_Brano da leggere_.
————
Vale 35,3 miliardi di dollari l’accordo siglato tra Capital One e Discover Financial, le due più grandi società di carte di credito negli Stati Uniti. Secondo i termini stabiliti, gli azionisti di Discover riceveranno 1,0192 azioni Capital One per ciascuna azione Discover, ovvero un premio di circa il 26% rispetto al prezzo di chiusura di venerdì di Discover di 110,49 dollari. L’accordo dovrebbe concludersi alla fine del 2024 o all’inizio del 2025 e da quel momento gli azionisti di Capital One deterranno il 60% della società combinata e a quelli di Discover andrà il 40%. Discover non ha filiali bancarie fisiche.
Il Wall Street Journal ha riferito che Capital One, che già utilizza le reti Visa e Mastercard, intende mantenere il marchio Discover e scommette che il settore delle carte di credito continuerà la sua espansione soprattutto perchè la pandemia ha cambiato le abitudini dei consumatori, sempre più propensi alla digitalizzazione dei loro acquisti. Inoltre i programmi a premio e gli sconti diventano un ulteriore incentivo per l’utilizzo dei pagamenti digitali. Bisogna aggiungere che il debito delle carte di credito, diminuito durante la pandemia, è tornato ad aumentare e questo si traduce in lucrosi interessi passivi che i titolari delle carte pagano alle banche che le emettono.
————
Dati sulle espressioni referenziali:
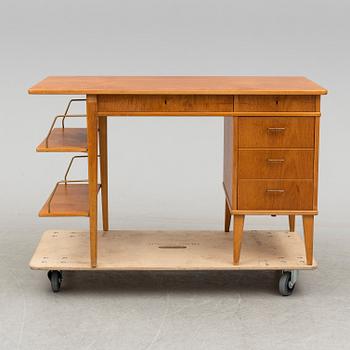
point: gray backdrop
(164, 172)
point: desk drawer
(270, 132)
(275, 164)
(164, 103)
(275, 103)
(275, 194)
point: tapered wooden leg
(227, 217)
(92, 120)
(238, 223)
(308, 223)
(104, 170)
(291, 223)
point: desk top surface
(177, 85)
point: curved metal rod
(54, 122)
(68, 106)
(70, 165)
(55, 189)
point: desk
(271, 141)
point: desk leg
(92, 121)
(308, 223)
(104, 170)
(291, 223)
(238, 223)
(227, 217)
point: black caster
(55, 278)
(287, 282)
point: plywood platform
(170, 250)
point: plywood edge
(139, 250)
(274, 212)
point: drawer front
(275, 164)
(275, 194)
(275, 103)
(165, 103)
(270, 132)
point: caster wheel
(285, 285)
(55, 278)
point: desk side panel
(229, 161)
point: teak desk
(271, 140)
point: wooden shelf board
(170, 250)
(68, 200)
(65, 140)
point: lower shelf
(65, 140)
(170, 250)
(70, 199)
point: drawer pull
(276, 129)
(275, 191)
(275, 160)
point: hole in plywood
(172, 247)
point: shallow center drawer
(272, 103)
(276, 132)
(275, 164)
(165, 103)
(275, 194)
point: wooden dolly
(271, 137)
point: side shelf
(64, 140)
(67, 199)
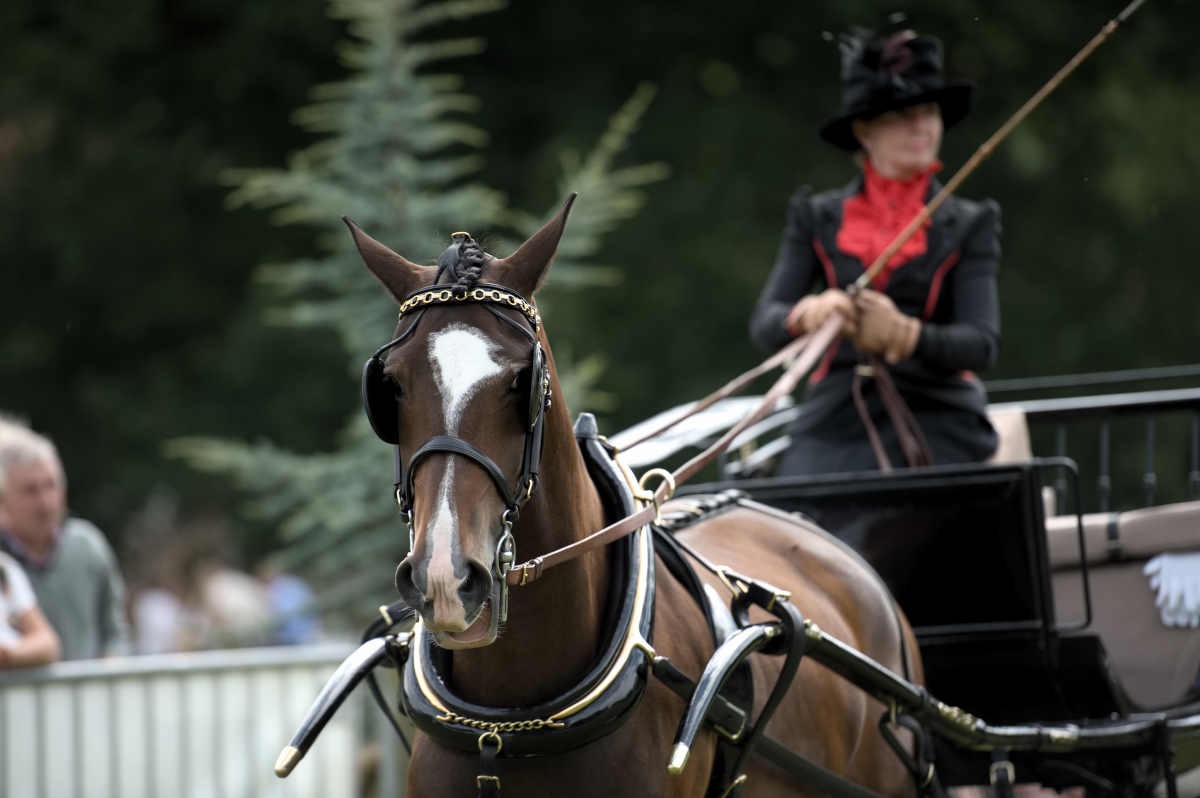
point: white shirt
(16, 598)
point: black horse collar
(604, 697)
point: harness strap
(453, 445)
(807, 352)
(912, 441)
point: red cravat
(873, 217)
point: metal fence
(203, 725)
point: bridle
(383, 412)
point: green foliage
(399, 155)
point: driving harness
(719, 700)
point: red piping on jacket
(935, 286)
(831, 282)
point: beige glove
(814, 310)
(882, 329)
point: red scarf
(871, 219)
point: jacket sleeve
(970, 337)
(792, 276)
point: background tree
(397, 155)
(130, 316)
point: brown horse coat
(553, 629)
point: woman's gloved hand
(814, 310)
(882, 329)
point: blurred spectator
(292, 606)
(69, 562)
(157, 617)
(27, 637)
(223, 607)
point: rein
(805, 352)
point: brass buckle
(1005, 767)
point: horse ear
(525, 270)
(399, 275)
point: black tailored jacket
(951, 288)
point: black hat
(887, 73)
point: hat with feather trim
(887, 73)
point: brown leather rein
(801, 357)
(803, 354)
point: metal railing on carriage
(196, 725)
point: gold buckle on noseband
(645, 495)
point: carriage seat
(1156, 664)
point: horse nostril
(406, 585)
(477, 586)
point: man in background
(69, 562)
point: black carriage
(1026, 579)
(1047, 659)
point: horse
(487, 461)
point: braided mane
(462, 264)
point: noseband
(383, 412)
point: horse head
(462, 391)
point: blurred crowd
(64, 595)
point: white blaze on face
(462, 363)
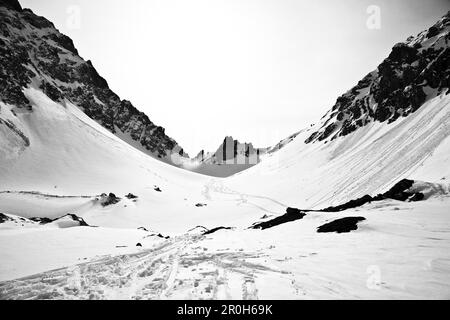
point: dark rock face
(12, 4)
(107, 200)
(346, 224)
(74, 217)
(4, 218)
(415, 71)
(291, 214)
(216, 229)
(31, 47)
(398, 192)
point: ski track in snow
(167, 272)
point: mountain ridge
(36, 54)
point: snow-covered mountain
(35, 54)
(394, 123)
(230, 157)
(416, 71)
(85, 215)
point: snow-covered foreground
(401, 250)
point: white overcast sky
(258, 70)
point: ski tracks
(179, 268)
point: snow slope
(367, 161)
(55, 160)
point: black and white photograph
(225, 150)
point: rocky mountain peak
(415, 71)
(35, 54)
(12, 4)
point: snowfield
(57, 161)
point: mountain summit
(35, 54)
(414, 72)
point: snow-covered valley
(84, 214)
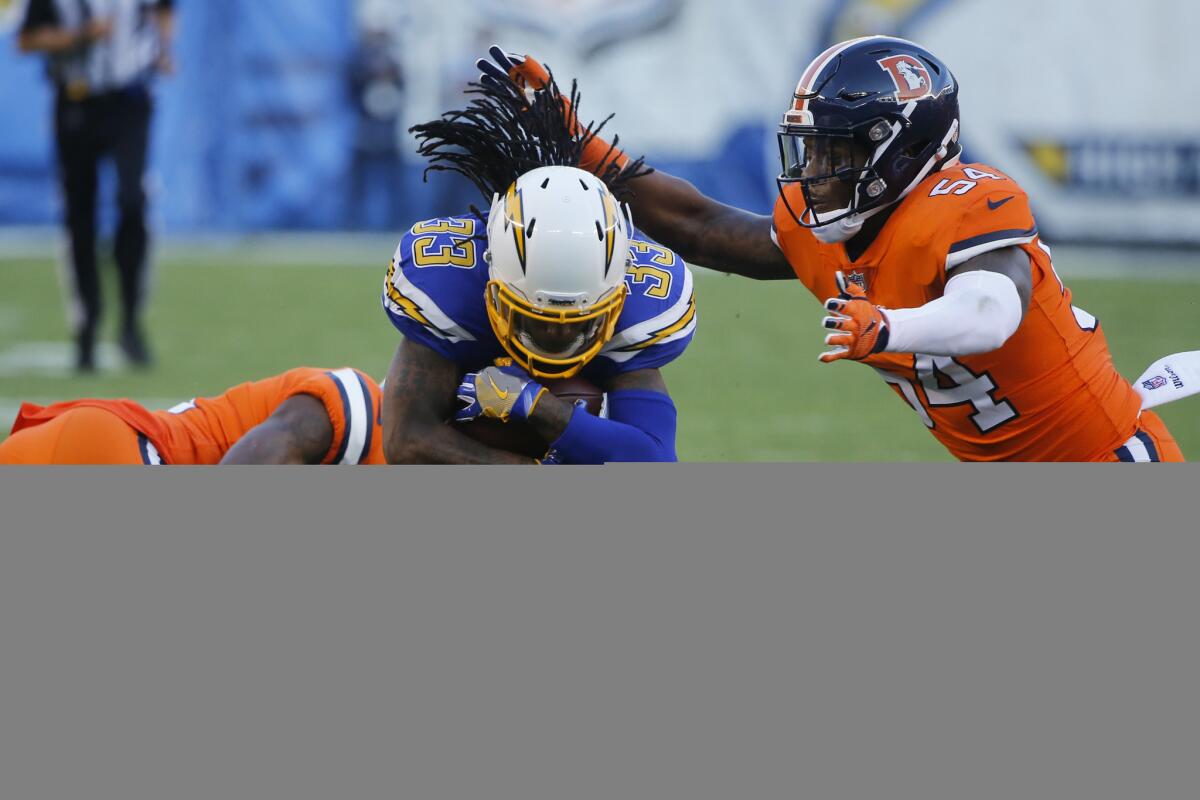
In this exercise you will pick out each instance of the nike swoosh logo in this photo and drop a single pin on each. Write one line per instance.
(499, 394)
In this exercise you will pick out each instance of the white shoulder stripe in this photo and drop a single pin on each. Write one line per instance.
(645, 330)
(445, 326)
(358, 416)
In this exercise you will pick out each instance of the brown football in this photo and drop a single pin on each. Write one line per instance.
(520, 437)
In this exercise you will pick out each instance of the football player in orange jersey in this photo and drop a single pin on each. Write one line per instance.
(933, 270)
(301, 416)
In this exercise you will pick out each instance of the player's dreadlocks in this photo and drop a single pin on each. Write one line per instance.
(503, 133)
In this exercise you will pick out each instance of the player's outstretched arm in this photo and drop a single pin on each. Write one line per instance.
(420, 395)
(982, 306)
(298, 432)
(705, 232)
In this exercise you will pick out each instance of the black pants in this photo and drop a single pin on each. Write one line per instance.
(115, 125)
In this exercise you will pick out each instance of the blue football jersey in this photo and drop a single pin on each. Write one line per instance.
(435, 295)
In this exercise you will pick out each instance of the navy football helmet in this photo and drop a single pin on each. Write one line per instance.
(871, 118)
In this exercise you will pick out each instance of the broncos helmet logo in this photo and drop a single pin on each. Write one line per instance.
(910, 76)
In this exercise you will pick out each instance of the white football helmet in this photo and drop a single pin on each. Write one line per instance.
(558, 250)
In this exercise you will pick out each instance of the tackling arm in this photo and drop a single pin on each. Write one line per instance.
(671, 210)
(705, 232)
(298, 432)
(984, 304)
(419, 397)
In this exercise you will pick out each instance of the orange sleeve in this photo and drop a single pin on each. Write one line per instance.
(353, 402)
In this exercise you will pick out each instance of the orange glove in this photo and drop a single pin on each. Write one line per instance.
(861, 325)
(529, 76)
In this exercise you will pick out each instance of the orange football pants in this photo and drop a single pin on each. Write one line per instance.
(81, 435)
(1152, 441)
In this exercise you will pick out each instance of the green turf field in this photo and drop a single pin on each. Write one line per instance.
(749, 388)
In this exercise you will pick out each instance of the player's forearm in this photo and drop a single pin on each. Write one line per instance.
(264, 450)
(705, 232)
(441, 444)
(978, 313)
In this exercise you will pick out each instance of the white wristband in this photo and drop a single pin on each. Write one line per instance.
(977, 313)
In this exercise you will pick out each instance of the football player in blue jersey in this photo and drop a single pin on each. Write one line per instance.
(551, 282)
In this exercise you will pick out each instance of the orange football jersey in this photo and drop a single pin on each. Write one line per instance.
(203, 429)
(1050, 392)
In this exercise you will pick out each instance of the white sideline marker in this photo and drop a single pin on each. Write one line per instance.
(1173, 377)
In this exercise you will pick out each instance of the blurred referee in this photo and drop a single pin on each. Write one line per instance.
(101, 55)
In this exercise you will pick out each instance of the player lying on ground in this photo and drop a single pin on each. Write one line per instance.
(301, 416)
(933, 269)
(553, 278)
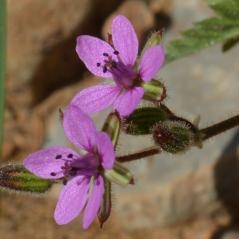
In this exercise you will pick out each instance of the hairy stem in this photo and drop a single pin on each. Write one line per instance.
(219, 127)
(2, 66)
(141, 154)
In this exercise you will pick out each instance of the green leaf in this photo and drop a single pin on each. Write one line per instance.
(226, 8)
(204, 34)
(230, 43)
(2, 65)
(17, 178)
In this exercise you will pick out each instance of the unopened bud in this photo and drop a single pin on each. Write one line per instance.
(112, 127)
(105, 208)
(174, 136)
(154, 91)
(119, 175)
(142, 120)
(16, 177)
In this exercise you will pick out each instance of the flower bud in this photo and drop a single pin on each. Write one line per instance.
(174, 136)
(105, 208)
(119, 175)
(16, 177)
(154, 91)
(143, 119)
(112, 127)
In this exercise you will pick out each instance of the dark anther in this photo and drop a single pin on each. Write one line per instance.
(59, 156)
(104, 69)
(64, 181)
(114, 64)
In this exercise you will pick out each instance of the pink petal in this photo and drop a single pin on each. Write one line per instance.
(79, 128)
(105, 149)
(151, 62)
(47, 163)
(94, 202)
(96, 98)
(90, 50)
(127, 102)
(72, 200)
(125, 39)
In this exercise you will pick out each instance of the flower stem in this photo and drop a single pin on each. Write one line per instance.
(2, 67)
(219, 128)
(141, 154)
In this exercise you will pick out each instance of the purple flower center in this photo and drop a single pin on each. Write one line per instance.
(124, 75)
(74, 165)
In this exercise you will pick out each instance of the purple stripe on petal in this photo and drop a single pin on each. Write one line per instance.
(79, 128)
(90, 50)
(72, 200)
(127, 102)
(94, 202)
(47, 163)
(125, 39)
(106, 150)
(96, 98)
(151, 62)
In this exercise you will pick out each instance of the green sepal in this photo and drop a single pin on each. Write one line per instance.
(154, 91)
(143, 119)
(112, 127)
(17, 178)
(106, 204)
(119, 175)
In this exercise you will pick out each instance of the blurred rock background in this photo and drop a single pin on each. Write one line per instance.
(193, 195)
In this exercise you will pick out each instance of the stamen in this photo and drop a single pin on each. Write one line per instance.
(58, 156)
(104, 69)
(64, 181)
(70, 156)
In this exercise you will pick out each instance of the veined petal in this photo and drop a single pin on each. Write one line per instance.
(79, 128)
(151, 62)
(125, 39)
(96, 98)
(72, 200)
(105, 149)
(94, 202)
(90, 50)
(47, 163)
(127, 102)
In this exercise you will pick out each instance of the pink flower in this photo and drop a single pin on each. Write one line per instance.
(84, 184)
(117, 61)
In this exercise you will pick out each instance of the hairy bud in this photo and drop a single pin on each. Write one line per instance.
(174, 136)
(17, 178)
(112, 127)
(142, 120)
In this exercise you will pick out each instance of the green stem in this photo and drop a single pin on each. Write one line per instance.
(2, 66)
(219, 128)
(141, 154)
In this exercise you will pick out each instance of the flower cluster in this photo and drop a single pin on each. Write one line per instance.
(83, 176)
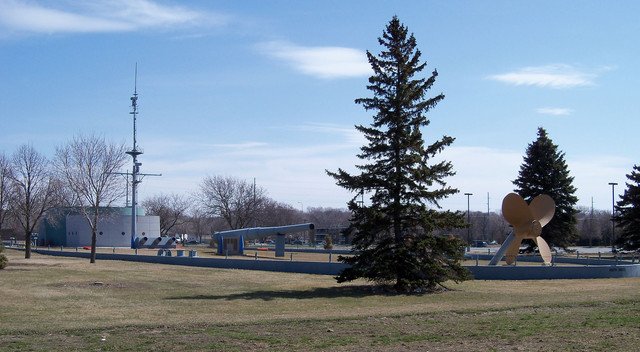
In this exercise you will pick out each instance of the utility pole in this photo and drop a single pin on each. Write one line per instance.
(613, 214)
(468, 218)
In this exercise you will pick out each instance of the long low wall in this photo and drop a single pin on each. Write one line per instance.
(588, 269)
(318, 268)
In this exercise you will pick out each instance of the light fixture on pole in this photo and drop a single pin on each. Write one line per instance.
(613, 214)
(468, 218)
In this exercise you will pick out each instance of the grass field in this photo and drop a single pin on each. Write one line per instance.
(66, 304)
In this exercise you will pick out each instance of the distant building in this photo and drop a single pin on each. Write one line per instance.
(68, 227)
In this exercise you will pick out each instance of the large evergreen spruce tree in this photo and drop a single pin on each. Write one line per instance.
(628, 212)
(545, 171)
(393, 236)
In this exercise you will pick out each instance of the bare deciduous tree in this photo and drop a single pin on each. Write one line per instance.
(233, 199)
(88, 166)
(170, 208)
(5, 179)
(33, 190)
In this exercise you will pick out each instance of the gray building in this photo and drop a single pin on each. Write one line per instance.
(68, 227)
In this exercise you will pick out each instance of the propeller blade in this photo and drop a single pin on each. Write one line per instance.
(545, 252)
(542, 208)
(515, 210)
(512, 252)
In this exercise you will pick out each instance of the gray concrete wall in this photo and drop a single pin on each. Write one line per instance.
(113, 230)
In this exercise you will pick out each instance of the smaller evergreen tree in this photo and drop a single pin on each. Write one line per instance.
(545, 171)
(628, 213)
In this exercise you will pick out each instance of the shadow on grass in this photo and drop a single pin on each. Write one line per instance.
(266, 295)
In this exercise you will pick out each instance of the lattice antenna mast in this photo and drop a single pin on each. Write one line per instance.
(136, 165)
(136, 176)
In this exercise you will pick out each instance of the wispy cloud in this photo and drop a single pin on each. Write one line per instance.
(559, 76)
(322, 61)
(554, 111)
(98, 16)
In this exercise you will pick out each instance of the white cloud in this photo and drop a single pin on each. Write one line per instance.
(323, 62)
(558, 76)
(97, 16)
(554, 111)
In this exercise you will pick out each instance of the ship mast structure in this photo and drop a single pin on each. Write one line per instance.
(136, 176)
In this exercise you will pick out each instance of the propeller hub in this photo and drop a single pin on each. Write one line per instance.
(536, 229)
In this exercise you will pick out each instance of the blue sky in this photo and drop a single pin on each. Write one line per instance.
(266, 89)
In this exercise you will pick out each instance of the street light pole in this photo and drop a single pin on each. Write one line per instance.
(468, 218)
(613, 214)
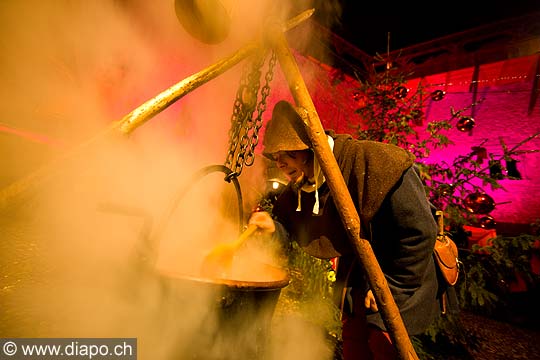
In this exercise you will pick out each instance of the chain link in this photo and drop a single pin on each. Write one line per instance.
(244, 131)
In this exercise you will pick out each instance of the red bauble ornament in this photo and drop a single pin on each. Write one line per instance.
(479, 203)
(465, 123)
(437, 95)
(487, 222)
(401, 92)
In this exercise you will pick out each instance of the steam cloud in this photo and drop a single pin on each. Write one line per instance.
(76, 240)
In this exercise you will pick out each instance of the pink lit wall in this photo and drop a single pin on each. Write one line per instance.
(501, 116)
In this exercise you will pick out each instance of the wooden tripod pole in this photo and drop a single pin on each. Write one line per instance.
(349, 216)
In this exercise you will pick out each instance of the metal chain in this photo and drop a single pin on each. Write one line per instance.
(242, 122)
(261, 108)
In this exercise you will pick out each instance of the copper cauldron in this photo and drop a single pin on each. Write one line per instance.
(237, 322)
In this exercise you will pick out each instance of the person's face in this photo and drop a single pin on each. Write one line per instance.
(294, 164)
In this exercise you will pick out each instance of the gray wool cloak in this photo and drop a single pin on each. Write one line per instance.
(395, 217)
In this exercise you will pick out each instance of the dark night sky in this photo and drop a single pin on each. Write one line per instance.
(366, 24)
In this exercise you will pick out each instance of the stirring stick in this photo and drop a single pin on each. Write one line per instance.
(218, 263)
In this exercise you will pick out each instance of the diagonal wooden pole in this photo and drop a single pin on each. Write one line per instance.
(139, 116)
(340, 193)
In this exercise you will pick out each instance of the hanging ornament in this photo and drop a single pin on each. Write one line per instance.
(465, 123)
(437, 95)
(479, 203)
(495, 170)
(401, 92)
(511, 167)
(487, 222)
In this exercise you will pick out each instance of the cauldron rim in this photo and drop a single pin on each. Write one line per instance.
(250, 285)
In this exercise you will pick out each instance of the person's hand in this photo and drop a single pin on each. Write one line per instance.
(263, 221)
(369, 302)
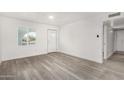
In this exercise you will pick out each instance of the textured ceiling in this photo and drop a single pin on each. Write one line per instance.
(61, 18)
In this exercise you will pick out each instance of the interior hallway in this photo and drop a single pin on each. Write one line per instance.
(60, 66)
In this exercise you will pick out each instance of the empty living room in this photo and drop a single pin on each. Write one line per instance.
(61, 45)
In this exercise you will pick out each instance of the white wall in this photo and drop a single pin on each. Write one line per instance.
(10, 48)
(120, 41)
(0, 45)
(80, 38)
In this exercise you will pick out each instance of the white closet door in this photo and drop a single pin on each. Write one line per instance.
(52, 41)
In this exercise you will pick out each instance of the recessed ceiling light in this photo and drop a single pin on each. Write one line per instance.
(51, 17)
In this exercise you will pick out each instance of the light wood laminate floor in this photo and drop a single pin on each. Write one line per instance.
(59, 66)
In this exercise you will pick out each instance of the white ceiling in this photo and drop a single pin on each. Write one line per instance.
(61, 18)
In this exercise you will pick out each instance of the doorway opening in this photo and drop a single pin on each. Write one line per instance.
(113, 42)
(51, 40)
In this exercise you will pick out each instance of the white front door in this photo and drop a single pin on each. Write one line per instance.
(52, 41)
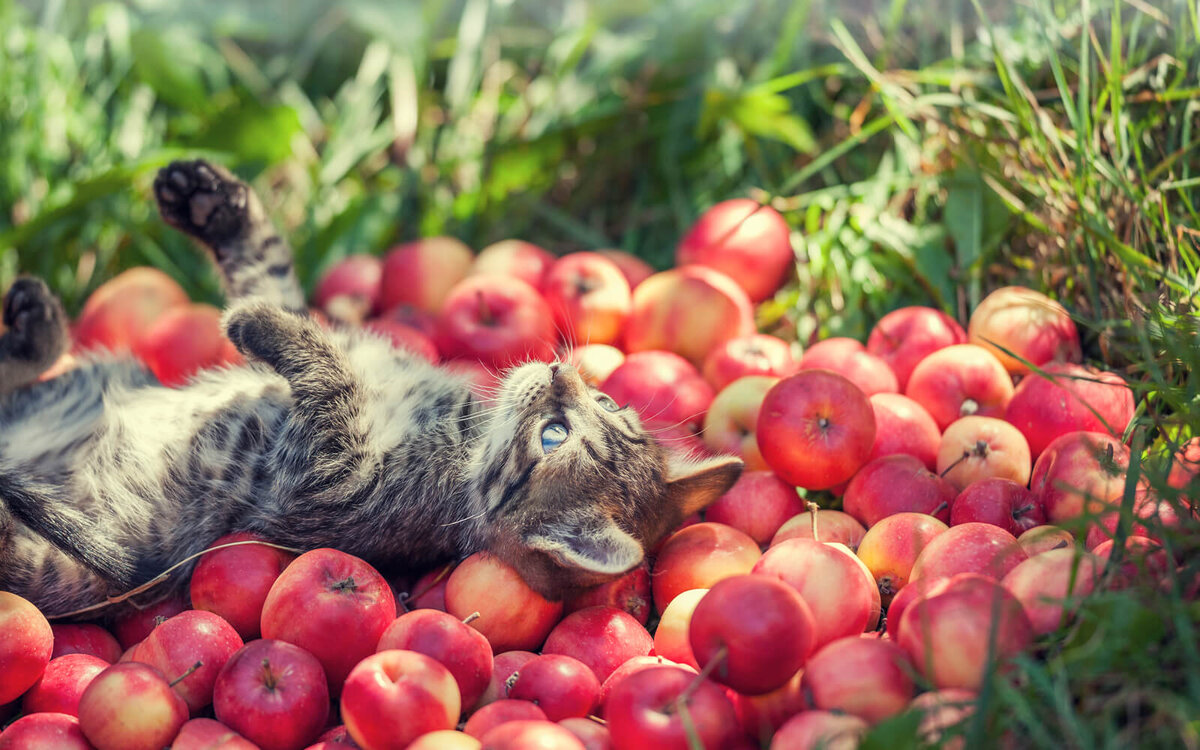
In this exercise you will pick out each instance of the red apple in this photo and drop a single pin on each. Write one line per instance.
(815, 429)
(1000, 502)
(756, 354)
(601, 637)
(897, 484)
(904, 426)
(460, 648)
(851, 360)
(697, 557)
(589, 298)
(420, 274)
(960, 381)
(690, 311)
(395, 696)
(1029, 324)
(954, 631)
(511, 616)
(233, 582)
(976, 448)
(891, 547)
(25, 647)
(732, 420)
(1066, 397)
(131, 707)
(516, 258)
(907, 335)
(745, 239)
(663, 388)
(868, 678)
(325, 592)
————
_Esercizi_.
(1) Rispondi a queste domande sul brano dedicato all'accordo tra Capital One e Discover.
(a) Quanto vale l'accordo?
(b) Quale quota della società combinata andrà agli azionisti di Discover?
(c) Quali reti utilizza già Capital One?
(2) Cita senza modifiche il tratto del brano sull'accordo tra Capital One e Discover che comincia con le parole "Il Wall Street" e termina con "che le emettono.".
(3) In base al brano sull'accordo tra Capital One e Discover, perché Capital One scommette che il settore delle carte di credito continuerà a espandersi?

_Soluzioni_.
(1)
(a) 35,3 miliardi di dollari.
(b) Il 40%.
(c) Le reti Visa e Mastercard.

(2)
Il Wall Street Journal ha riferito che Capital One, che già utilizza le reti Visa e Mastercard, intende mantenere il marchio Discover e scommette che il settore delle carte di credito continuerà la sua espansione soprattutto perchè la pandemia ha cambiato le abitudini dei consumatori, sempre più propensi alla digitalizzazione dei loro acquisti. Inoltre i programmi a premio e gli sconti diventano un ulteriore incentivo per l’utilizzo dei pagamenti digitali. Bisogna aggiungere che il debito delle carte di credito, diminuito durante la pandemia, è tornato ad aumentare e questo si traduce in lucrosi interessi passivi che i titolari delle carte pagano alle banche che le emettono.

(3) Capital One scommette sull'espansione soprattutto perché la pandemia ha cambiato le abitudini dei consumatori. I consumatori sono sempre più propensi alla digitalizzazione dei loro acquisti.